Task to carry out:
Set out the stretch of the records from the start through the line containing "x=285 y=268" as a Markdown table with the columns Row and Line, putting each line in its own numbered row and skipping blank lines.

Extracted information:
-.-.-

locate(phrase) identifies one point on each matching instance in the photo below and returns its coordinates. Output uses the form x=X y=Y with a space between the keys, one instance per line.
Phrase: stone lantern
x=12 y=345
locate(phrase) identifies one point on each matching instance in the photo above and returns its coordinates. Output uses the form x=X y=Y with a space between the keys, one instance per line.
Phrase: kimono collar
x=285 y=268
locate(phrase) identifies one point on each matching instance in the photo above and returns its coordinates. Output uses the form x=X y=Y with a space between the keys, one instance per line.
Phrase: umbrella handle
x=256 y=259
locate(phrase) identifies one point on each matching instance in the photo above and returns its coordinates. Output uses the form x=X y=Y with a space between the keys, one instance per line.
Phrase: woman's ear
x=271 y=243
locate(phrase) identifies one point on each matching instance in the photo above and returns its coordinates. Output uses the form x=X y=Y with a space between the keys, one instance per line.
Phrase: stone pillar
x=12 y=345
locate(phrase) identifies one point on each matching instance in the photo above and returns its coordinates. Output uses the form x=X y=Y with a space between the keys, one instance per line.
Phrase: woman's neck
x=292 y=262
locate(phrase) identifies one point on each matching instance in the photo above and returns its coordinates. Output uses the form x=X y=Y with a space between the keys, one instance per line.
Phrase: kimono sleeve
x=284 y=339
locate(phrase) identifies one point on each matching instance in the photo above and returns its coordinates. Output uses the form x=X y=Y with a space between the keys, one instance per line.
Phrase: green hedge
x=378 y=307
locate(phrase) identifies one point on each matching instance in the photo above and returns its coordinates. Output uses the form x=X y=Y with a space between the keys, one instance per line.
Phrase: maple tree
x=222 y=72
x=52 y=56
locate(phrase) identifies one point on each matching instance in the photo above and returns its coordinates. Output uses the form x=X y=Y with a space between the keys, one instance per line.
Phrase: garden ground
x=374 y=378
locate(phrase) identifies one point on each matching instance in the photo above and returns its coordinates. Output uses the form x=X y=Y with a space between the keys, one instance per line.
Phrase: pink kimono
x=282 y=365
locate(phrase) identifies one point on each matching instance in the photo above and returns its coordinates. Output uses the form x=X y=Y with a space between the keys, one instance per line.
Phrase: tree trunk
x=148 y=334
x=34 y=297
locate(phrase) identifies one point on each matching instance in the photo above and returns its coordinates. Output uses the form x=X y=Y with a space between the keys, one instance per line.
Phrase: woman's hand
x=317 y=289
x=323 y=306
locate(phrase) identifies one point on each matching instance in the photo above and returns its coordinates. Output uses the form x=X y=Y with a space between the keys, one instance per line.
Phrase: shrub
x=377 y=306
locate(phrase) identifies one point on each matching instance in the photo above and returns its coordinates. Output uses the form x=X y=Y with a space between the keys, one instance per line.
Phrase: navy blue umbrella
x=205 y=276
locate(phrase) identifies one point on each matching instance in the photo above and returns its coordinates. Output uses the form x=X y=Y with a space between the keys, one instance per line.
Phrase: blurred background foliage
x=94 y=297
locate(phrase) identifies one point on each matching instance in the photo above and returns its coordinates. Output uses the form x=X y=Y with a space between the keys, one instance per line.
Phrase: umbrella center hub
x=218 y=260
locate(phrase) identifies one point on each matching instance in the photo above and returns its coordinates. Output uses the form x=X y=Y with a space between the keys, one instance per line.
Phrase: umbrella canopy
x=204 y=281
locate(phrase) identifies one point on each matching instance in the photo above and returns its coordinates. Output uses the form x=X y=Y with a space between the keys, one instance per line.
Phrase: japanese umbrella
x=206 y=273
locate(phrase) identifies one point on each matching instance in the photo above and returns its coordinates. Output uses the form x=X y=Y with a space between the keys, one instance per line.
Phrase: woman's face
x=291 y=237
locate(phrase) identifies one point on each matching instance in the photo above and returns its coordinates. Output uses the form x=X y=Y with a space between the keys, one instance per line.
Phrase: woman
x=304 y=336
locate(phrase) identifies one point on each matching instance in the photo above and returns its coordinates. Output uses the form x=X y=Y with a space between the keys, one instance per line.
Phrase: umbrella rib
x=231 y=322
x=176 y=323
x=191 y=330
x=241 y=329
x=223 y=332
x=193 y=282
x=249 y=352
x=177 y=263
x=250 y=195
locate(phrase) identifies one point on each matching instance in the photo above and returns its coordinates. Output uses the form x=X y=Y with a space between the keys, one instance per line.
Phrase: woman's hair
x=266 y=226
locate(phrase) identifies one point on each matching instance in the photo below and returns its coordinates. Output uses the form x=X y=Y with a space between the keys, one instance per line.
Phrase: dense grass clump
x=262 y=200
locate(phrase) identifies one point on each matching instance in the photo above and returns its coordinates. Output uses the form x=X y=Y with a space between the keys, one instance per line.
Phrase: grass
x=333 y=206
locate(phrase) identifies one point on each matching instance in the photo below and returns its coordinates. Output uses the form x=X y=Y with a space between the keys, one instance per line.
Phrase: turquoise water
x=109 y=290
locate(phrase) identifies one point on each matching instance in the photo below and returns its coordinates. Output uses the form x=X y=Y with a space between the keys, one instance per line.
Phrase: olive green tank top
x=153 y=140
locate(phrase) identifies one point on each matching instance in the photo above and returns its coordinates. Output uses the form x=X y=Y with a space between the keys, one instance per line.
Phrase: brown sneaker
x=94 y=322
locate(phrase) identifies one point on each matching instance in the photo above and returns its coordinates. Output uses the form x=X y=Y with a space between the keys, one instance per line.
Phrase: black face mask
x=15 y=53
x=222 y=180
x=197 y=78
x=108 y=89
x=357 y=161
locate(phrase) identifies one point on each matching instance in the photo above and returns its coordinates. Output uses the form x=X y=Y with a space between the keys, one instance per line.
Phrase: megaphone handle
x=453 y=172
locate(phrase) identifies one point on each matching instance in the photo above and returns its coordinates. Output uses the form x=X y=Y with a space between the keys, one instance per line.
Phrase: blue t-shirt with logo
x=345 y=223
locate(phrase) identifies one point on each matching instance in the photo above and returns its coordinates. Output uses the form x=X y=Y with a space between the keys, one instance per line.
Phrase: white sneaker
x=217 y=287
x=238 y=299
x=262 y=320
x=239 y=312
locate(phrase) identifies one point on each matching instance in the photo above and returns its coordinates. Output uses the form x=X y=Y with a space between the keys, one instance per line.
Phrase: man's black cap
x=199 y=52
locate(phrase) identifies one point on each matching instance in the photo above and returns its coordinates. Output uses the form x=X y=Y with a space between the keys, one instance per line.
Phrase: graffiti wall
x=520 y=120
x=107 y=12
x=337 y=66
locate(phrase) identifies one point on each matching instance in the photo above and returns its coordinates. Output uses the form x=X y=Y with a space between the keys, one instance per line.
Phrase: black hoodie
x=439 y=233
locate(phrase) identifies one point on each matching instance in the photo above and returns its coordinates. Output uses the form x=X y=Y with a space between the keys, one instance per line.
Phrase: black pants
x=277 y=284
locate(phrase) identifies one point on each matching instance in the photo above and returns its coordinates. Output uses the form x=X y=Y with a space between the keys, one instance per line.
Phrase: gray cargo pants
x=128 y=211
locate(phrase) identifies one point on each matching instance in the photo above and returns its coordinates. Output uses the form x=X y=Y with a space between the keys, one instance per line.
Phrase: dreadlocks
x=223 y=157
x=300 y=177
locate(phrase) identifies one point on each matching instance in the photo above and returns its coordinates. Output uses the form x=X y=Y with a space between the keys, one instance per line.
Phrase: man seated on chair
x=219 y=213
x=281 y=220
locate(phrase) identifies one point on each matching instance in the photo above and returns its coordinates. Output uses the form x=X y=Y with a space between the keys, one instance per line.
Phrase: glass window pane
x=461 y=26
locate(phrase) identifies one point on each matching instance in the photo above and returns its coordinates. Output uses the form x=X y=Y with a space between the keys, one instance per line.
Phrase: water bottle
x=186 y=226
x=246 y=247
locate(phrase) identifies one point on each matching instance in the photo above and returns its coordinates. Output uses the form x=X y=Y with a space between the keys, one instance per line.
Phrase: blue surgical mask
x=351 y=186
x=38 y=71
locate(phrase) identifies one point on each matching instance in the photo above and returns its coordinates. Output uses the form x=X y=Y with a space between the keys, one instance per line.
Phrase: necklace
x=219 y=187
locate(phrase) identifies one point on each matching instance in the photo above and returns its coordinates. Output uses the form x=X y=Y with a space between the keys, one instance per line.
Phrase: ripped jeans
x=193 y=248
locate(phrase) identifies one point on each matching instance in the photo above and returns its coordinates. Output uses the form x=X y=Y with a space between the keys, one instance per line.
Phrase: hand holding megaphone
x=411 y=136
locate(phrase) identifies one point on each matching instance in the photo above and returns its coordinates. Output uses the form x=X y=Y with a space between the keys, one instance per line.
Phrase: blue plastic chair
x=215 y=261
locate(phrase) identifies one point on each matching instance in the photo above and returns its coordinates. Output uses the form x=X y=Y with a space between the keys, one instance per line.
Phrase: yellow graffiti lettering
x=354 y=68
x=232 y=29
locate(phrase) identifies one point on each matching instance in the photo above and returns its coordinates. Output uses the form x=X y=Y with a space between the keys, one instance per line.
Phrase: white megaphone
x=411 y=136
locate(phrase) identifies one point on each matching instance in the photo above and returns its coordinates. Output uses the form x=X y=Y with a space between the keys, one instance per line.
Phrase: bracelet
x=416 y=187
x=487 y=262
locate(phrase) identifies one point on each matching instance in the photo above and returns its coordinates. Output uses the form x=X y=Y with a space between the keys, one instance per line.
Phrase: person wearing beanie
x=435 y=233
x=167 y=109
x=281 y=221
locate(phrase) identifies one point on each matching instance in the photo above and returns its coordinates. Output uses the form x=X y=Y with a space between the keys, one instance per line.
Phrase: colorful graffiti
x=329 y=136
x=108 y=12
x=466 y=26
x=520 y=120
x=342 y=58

-.-.-

Result for this exercise:
| Row | Line |
|---|---|
| 1 | locate(phrase) identifies one point on each matching instance in the photo below and returns its coordinates. Output uses the form x=X y=Y with a space between the keys, one instance per line. |
| 2 | Phrase: stone lantern |
| 3 | x=12 y=345 |
| 4 | locate(phrase) identifies one point on each matching instance in the photo above and returns its coordinates. Output uses the form x=X y=Y with a space between the keys, one instance per line. |
| 5 | Phrase: kimono collar |
| 6 | x=285 y=268 |